# Die Zeilen
################
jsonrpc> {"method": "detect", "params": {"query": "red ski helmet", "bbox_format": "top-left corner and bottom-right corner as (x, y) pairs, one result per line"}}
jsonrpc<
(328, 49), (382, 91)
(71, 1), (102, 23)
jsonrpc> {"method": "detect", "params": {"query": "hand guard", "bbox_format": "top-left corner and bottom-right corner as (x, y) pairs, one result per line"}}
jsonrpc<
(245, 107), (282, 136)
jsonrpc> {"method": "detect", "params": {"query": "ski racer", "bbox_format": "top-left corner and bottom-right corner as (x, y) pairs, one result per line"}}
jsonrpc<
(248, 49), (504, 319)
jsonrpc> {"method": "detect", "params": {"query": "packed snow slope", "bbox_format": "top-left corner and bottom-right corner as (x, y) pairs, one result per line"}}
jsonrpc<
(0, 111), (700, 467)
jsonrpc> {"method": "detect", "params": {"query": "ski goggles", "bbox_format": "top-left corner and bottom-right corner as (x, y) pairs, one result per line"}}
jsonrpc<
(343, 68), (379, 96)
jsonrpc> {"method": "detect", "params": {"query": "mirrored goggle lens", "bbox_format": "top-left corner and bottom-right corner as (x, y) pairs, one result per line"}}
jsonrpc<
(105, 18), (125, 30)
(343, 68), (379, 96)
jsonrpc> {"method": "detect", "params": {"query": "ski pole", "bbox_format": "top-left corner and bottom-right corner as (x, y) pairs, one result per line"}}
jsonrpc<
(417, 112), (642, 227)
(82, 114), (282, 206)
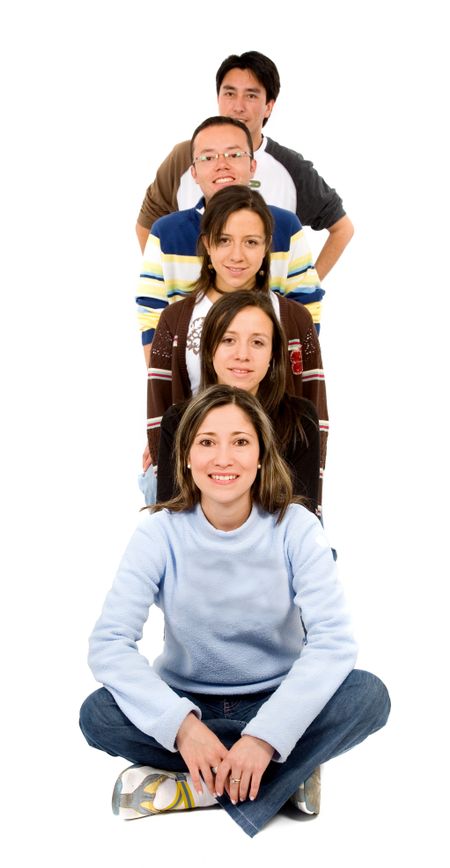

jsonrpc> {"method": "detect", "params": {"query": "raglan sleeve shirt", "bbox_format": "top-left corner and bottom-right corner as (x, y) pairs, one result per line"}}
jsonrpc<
(242, 506), (356, 762)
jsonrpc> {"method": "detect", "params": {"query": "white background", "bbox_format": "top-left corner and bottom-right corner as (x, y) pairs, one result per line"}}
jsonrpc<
(0, 0), (449, 868)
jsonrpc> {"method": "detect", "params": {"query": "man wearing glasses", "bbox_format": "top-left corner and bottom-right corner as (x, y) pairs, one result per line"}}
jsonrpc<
(136, 115), (324, 366)
(136, 51), (353, 280)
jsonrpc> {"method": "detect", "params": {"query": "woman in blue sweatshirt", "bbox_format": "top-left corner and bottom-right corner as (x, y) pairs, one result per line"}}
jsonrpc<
(80, 385), (389, 836)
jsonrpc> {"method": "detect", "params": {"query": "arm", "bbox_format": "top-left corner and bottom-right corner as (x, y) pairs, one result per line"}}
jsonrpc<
(136, 224), (168, 358)
(136, 142), (191, 251)
(156, 404), (184, 503)
(315, 215), (355, 280)
(282, 396), (320, 513)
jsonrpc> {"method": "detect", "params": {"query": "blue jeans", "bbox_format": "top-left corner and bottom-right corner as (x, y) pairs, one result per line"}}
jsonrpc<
(80, 669), (390, 838)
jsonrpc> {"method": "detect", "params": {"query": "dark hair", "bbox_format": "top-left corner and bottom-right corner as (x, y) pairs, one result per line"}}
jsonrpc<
(216, 51), (281, 126)
(200, 289), (306, 452)
(191, 115), (254, 162)
(152, 386), (298, 523)
(195, 184), (274, 297)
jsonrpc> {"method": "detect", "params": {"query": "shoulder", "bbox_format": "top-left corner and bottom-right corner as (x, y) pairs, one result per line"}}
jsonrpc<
(266, 136), (312, 173)
(166, 139), (191, 165)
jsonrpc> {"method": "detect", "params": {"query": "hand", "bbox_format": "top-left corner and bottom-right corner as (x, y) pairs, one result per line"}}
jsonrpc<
(216, 735), (275, 805)
(142, 443), (153, 473)
(176, 712), (228, 796)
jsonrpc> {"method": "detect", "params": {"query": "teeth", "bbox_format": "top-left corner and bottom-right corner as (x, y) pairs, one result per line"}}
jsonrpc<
(211, 473), (237, 482)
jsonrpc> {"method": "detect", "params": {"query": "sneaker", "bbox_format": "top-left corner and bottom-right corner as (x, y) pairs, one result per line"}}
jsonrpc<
(112, 765), (196, 820)
(290, 766), (320, 814)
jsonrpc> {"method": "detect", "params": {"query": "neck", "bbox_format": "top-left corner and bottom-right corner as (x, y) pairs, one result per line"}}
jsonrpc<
(200, 492), (252, 531)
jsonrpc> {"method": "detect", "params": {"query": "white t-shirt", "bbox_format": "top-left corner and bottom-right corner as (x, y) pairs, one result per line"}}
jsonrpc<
(186, 292), (280, 395)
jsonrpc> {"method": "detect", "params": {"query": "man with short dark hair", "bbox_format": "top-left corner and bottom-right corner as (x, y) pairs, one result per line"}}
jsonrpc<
(136, 51), (353, 280)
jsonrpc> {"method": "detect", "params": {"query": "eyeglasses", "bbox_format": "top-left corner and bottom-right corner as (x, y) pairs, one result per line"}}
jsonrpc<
(193, 151), (252, 163)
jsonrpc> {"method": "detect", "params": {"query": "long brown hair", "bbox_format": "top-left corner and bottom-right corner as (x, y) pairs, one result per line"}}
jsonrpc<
(195, 184), (274, 298)
(200, 289), (305, 452)
(152, 385), (298, 523)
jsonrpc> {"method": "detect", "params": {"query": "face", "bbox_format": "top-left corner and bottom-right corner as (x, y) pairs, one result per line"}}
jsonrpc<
(203, 208), (266, 292)
(213, 307), (273, 395)
(191, 126), (256, 201)
(218, 69), (275, 149)
(189, 404), (259, 509)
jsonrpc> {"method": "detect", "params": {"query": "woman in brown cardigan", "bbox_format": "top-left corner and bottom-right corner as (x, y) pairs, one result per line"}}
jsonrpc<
(147, 186), (328, 506)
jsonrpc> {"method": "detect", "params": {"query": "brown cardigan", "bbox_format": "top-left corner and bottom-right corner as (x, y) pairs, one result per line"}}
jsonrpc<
(147, 296), (328, 484)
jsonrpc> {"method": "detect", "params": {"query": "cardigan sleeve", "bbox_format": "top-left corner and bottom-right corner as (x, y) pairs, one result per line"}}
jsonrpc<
(89, 513), (201, 752)
(242, 506), (356, 762)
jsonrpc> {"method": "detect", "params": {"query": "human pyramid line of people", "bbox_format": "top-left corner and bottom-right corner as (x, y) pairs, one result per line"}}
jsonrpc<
(80, 51), (390, 837)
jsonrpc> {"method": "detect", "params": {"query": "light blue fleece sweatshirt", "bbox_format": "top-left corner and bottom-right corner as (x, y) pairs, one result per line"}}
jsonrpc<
(89, 504), (356, 762)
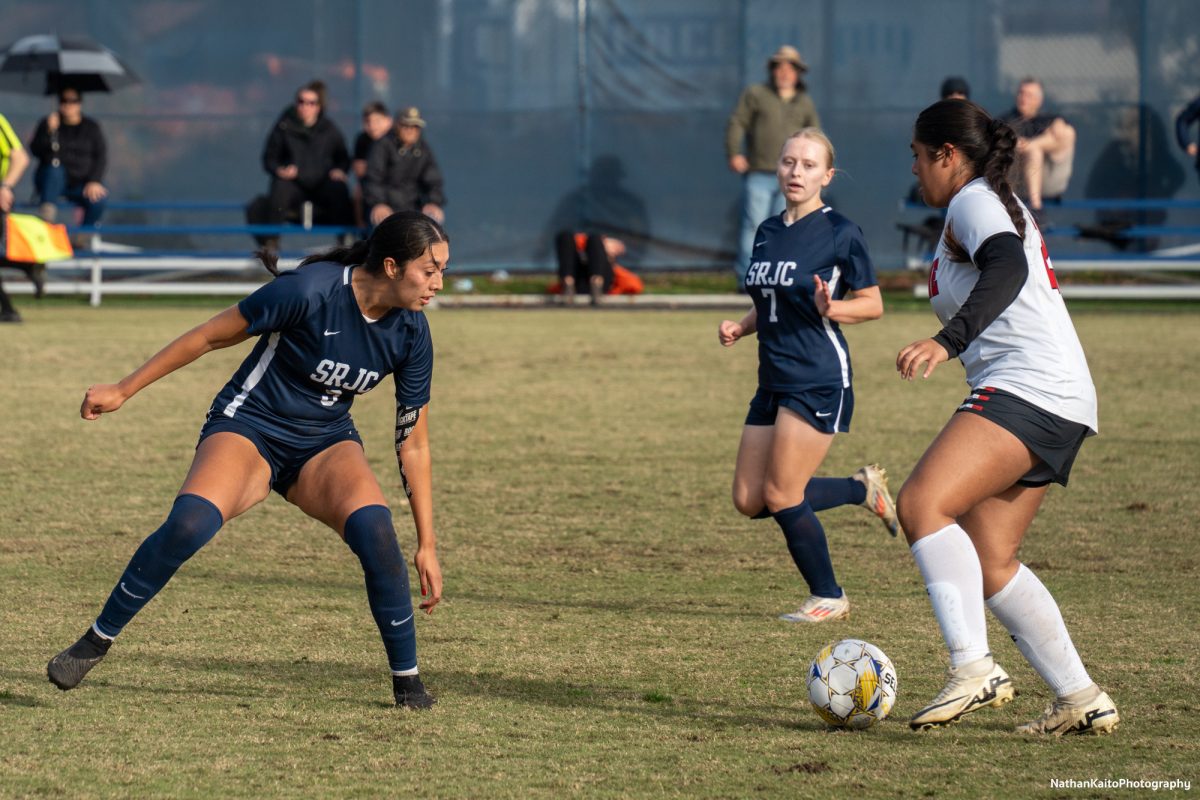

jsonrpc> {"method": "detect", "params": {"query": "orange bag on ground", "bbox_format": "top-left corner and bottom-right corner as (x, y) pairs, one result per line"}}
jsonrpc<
(4, 213), (74, 264)
(547, 234), (646, 294)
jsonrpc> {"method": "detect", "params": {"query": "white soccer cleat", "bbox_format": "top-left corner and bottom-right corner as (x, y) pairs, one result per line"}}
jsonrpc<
(779, 591), (850, 622)
(908, 655), (1016, 730)
(1016, 684), (1121, 736)
(851, 464), (900, 536)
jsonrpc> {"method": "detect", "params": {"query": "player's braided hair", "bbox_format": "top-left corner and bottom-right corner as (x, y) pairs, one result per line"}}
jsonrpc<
(254, 211), (450, 276)
(912, 100), (1025, 255)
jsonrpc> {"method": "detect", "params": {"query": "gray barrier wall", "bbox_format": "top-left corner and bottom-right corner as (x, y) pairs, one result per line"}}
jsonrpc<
(0, 0), (1200, 270)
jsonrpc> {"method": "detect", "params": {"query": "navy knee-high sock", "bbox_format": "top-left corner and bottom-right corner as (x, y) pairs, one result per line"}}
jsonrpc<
(804, 477), (866, 511)
(750, 477), (866, 519)
(774, 503), (840, 597)
(95, 494), (224, 639)
(346, 506), (416, 674)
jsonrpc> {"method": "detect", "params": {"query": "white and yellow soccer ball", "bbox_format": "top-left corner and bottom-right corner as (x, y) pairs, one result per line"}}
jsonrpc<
(809, 639), (896, 730)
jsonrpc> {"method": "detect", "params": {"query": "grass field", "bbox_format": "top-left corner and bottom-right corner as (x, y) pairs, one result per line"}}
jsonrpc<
(0, 302), (1200, 798)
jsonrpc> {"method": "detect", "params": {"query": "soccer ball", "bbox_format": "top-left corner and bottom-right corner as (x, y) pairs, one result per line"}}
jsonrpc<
(809, 639), (896, 730)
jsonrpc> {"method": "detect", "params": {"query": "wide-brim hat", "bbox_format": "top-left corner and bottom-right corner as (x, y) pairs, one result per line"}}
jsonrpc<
(767, 44), (809, 72)
(396, 106), (425, 128)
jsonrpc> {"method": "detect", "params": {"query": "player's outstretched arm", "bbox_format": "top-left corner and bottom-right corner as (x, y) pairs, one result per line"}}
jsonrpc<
(716, 308), (758, 347)
(896, 339), (950, 380)
(79, 306), (250, 420)
(396, 405), (442, 614)
(812, 275), (883, 325)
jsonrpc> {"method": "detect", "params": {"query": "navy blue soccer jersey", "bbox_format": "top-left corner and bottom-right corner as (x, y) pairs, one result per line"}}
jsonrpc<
(745, 206), (877, 392)
(209, 261), (433, 440)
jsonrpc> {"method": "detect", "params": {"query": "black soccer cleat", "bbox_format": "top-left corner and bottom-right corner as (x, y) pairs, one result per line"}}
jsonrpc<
################
# Die Aufgabe
Gib die Zeilen vom Anfang bis einschließlich der Zeile mit „(245, 107), (282, 136)“ als Markdown-Tabelle mit den Spalten „Nr“ und „Zeile“ wieder. Leere Zeilen lässt du dabei weg.

# Lösung
| Nr | Zeile |
|---|---|
| 1 | jsonrpc> {"method": "detect", "params": {"query": "red ski helmet", "bbox_format": "top-left corner and bottom-right corner as (x, y) pairs, one result per line"}} |
| 2 | jsonrpc< |
| 3 | (328, 49), (382, 91) |
| 4 | (71, 1), (102, 23) |
| 5 | jsonrpc> {"method": "detect", "params": {"query": "hand guard", "bbox_format": "top-left corner and bottom-right corner as (x, y) pairs, one result per line"}} |
| 6 | jsonrpc< |
| 7 | (245, 107), (282, 136) |